◆ EXTRACT
···

Calculating MAF Manually

@tpoterba, How can i calculate MAF manually?

Waiting for response mates

EDIT: I deleted my old answer, I see now what variant qc returns.

You could just get the MAF from variant qc directly by accessing the fields of AF returned by variant_qc

Are you saying manually to mean “without calling variant qc”?

Yes i want them without variant_qc or info.AF, i wanted to calculate it and annotate back into the data.

Disclaimer: I am not a geneticist.

You could do something like:

mt.annotate_rows(MAF = (2*hl.agg.count_where(mt.GT.is_hom_var()) +  hl.agg.count_where(mt.GT.is_het()))/(2*hl.agg.count()))

I’m pretty sure that’s right. If I understand right, MAF is computed by taking 2 * number of hom var people and adding that to the number of hets, then dividing that by total number of alleles (which is 2 times the total number of samples).

You could also use the call stats aggregator directly, which is easier and definitely going to be right: https://hail.is/docs/0.2/aggregators.html#hail.expr.aggregators.call_stats

I don’t know if call_stats aggregator meets you definition of computing manually though, as I’m not sure what you’re trying to do.

I am facing some errors in MAFs so trying to annotate manually and making sense of it. Thanks for the help i will try and get back to you tomorrow.

···

◆ MATERIAL PROVIDED
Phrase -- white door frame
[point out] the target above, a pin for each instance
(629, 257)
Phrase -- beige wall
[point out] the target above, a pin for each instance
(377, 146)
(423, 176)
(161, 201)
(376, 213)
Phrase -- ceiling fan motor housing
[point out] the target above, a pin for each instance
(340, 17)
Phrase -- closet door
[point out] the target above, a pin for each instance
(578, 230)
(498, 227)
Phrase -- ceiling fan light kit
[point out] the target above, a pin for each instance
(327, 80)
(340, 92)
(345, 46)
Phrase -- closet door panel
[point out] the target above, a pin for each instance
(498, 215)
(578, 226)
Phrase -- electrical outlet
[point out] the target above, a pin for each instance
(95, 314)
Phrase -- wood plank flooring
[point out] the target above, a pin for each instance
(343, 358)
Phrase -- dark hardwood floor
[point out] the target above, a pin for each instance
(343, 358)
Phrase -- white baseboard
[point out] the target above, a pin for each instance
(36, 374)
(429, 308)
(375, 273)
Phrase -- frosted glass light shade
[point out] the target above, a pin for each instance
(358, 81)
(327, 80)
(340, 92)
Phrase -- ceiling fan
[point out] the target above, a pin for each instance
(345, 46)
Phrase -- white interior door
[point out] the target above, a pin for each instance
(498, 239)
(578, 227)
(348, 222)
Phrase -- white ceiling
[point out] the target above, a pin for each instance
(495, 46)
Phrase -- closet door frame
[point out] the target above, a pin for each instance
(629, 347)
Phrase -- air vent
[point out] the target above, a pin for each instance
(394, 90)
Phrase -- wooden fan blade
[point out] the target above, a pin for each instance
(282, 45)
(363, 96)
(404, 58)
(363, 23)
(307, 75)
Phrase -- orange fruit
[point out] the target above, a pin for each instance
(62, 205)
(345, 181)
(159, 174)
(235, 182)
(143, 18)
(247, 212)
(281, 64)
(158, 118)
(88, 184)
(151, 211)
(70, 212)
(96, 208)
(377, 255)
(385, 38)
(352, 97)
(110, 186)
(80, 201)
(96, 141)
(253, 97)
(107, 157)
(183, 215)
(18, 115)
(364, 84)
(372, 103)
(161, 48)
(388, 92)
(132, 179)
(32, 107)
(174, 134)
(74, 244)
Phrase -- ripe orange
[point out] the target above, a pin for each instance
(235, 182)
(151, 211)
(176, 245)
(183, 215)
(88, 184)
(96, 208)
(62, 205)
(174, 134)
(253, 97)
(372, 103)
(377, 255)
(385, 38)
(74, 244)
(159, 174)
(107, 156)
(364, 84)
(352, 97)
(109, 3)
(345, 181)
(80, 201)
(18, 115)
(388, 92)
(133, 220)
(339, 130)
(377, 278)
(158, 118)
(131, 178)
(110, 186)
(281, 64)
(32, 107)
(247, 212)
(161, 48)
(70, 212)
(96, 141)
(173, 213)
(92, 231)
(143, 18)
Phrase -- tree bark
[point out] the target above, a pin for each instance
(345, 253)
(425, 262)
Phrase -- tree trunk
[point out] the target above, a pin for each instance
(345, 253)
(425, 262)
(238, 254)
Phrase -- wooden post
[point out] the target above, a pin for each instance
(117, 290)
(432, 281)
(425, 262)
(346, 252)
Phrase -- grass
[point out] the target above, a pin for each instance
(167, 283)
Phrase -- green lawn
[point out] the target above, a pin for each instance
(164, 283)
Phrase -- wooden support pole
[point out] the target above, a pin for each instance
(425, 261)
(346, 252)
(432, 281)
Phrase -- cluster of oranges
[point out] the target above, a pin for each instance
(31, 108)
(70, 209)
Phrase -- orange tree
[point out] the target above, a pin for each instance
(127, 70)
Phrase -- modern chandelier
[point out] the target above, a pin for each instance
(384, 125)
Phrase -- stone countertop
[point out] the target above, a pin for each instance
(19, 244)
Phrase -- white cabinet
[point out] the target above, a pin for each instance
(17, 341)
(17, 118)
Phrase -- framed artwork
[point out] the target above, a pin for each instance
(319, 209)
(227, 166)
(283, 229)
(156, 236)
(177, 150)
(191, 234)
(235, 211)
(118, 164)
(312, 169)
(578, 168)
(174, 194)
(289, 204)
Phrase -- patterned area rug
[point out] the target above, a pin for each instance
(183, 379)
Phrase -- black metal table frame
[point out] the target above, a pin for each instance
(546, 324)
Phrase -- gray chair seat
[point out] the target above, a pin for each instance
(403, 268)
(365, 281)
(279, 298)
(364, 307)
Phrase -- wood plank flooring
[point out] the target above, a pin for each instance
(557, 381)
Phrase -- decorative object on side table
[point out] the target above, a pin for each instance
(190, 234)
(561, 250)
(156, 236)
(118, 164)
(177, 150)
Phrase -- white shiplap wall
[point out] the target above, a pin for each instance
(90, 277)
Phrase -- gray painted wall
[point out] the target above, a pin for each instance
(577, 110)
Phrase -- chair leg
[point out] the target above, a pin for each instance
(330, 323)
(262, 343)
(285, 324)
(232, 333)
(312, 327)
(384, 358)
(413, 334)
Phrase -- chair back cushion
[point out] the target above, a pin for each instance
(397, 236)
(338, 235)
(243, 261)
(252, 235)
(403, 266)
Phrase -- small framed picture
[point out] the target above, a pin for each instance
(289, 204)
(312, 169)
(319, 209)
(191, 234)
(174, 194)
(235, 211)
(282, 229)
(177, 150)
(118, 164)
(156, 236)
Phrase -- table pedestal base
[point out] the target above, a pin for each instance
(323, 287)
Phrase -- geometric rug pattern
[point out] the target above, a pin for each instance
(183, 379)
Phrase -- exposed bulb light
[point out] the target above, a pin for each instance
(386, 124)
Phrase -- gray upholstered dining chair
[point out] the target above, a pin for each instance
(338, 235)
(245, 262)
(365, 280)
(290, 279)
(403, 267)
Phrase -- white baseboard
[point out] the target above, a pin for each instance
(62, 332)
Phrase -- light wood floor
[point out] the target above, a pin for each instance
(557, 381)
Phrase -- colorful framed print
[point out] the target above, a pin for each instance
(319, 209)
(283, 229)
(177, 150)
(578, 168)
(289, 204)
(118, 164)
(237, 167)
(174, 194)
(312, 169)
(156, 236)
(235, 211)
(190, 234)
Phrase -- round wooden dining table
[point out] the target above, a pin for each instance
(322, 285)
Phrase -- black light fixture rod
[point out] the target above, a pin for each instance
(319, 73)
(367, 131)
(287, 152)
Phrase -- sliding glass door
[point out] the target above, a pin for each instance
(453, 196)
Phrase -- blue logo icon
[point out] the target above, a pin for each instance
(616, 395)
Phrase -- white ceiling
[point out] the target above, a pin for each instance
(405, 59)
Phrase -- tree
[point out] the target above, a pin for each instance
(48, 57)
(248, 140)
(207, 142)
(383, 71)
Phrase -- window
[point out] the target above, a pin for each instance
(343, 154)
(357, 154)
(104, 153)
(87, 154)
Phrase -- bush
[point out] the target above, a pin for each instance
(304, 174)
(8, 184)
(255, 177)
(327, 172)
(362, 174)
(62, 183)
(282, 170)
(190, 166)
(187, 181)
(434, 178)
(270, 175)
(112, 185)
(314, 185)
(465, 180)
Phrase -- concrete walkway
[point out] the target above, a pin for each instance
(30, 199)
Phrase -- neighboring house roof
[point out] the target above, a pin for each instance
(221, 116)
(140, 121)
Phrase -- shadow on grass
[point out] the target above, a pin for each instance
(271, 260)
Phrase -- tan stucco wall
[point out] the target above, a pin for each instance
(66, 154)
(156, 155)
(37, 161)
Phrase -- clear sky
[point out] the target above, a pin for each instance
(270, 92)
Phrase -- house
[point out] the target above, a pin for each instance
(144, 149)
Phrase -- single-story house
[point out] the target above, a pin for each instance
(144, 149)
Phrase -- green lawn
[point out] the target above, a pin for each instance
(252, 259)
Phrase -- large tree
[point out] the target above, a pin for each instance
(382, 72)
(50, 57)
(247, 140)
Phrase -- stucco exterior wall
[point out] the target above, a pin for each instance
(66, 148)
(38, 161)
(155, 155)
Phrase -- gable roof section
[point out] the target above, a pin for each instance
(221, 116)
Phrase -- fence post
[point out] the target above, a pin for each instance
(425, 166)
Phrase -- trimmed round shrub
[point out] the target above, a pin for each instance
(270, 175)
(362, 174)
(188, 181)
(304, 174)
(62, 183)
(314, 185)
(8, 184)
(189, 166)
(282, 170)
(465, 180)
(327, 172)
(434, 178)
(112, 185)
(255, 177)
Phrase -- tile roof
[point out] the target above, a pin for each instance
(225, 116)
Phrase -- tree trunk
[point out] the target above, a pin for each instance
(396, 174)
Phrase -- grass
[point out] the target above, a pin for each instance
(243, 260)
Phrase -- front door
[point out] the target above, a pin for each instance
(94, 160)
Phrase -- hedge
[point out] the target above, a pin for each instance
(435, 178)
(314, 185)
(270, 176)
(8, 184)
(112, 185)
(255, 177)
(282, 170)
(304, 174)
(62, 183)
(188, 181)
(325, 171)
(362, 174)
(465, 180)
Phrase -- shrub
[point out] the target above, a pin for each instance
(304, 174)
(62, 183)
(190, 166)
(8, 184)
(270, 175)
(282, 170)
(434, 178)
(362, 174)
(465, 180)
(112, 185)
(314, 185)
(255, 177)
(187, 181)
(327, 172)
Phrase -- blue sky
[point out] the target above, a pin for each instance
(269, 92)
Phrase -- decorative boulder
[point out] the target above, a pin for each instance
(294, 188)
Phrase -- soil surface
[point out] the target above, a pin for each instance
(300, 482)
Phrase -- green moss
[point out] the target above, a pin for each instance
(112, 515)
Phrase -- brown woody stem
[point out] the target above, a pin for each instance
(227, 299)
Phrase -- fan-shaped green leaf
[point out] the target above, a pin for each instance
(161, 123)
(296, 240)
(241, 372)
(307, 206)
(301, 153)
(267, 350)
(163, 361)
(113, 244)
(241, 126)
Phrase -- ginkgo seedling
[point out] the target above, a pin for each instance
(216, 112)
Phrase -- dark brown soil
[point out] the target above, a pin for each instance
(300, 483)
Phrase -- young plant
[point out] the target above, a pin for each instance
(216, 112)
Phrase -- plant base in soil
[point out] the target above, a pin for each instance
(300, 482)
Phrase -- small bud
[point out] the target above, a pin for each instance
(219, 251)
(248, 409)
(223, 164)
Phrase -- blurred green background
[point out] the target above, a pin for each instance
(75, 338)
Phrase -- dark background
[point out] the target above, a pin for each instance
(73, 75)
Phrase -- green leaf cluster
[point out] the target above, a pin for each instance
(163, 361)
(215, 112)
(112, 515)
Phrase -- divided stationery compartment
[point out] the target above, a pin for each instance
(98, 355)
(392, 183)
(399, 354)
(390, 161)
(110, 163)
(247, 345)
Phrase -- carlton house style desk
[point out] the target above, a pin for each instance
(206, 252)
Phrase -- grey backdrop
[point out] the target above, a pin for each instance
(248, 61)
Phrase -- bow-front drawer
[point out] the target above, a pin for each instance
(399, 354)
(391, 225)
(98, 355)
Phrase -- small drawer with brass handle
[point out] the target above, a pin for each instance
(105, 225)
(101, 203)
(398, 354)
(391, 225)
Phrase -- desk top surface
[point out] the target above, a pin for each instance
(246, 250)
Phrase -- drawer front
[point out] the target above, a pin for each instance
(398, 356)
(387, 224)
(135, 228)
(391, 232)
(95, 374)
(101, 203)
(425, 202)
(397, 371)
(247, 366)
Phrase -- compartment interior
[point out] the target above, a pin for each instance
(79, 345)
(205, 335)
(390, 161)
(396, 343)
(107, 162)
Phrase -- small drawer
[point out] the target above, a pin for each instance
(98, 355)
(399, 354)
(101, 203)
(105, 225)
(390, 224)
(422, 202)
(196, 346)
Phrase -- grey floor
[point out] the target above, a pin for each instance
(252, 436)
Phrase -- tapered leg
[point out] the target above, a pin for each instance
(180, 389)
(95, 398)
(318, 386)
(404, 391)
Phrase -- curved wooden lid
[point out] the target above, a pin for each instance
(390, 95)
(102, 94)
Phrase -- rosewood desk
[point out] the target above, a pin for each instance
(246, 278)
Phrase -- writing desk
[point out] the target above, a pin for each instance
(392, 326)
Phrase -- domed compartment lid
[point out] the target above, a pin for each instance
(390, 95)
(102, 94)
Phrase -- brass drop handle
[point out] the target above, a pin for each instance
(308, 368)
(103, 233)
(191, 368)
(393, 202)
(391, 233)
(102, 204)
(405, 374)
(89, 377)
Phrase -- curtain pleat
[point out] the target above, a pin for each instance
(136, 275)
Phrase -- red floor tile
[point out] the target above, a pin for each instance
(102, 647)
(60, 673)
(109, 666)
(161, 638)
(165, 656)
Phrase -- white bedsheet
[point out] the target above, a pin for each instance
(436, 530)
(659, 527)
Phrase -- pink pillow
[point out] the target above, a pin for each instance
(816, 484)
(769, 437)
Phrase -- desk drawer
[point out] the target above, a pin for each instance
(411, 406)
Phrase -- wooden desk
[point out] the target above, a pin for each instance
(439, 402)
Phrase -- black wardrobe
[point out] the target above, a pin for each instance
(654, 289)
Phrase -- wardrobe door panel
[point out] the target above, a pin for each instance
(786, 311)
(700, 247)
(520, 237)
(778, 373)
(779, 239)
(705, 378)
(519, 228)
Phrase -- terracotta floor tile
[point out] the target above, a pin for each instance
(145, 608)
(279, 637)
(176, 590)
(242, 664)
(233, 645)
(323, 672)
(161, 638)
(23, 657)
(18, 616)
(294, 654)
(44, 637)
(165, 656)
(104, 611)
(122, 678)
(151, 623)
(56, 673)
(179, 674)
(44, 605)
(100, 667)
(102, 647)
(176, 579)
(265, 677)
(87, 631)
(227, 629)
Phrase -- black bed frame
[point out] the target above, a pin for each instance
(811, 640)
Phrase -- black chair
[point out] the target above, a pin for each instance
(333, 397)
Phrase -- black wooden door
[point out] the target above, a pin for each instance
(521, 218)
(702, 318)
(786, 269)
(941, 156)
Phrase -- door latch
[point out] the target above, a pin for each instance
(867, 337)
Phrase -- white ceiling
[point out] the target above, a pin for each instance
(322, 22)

···

◆ ACTIVITY 1
Answer these questions from the thread on calculating MAF:
(a) Which function returns the fields of AF that one reply suggests using to get the MAF directly?
(b) According to the thread, how does the total number of alleles relate to the total number of samples?
(c) What problem does the original poster say prompted the attempt to annotate MAF manually?
◆ ACTIVITY 2
Using the thread on calculating MAF, explain why the suggested code divides by 2*hl.agg.count().
◆ ACTIVITY 3
Print the part of the thread on calculating MAF from "mt.annotate_rows(MAF = (2*hl.agg.count_where(mt.GT.is_hom_var())" up to and including "number of samples).".
The entries have nothing to do with the thread on calculating MAF.

◆ TASK RESPONSE 1
(a) variant_qc
(b) The total number of alleles is 2 times the total number of samples.
(c) The poster is facing some errors in MAFs.

◆ TASK RESPONSE 2
MAF is computed by dividing by the total number of alleles. That total is 2 times the total number of samples, so the count is multiplied by 2.

◆ TASK RESPONSE 3
mt.annotate_rows(MAF = (2*hl.agg.count_where(mt.GT.is_hom_var()) +  hl.agg.count_where(mt.GT.is_het()))/(2*hl.agg.count()))

I’m pretty sure that’s right. If I understand right, MAF is computed by taking 2 * number of hom var people and adding that to the number of hets, then dividing that by total number of alleles (which is 2 times the total number of samples).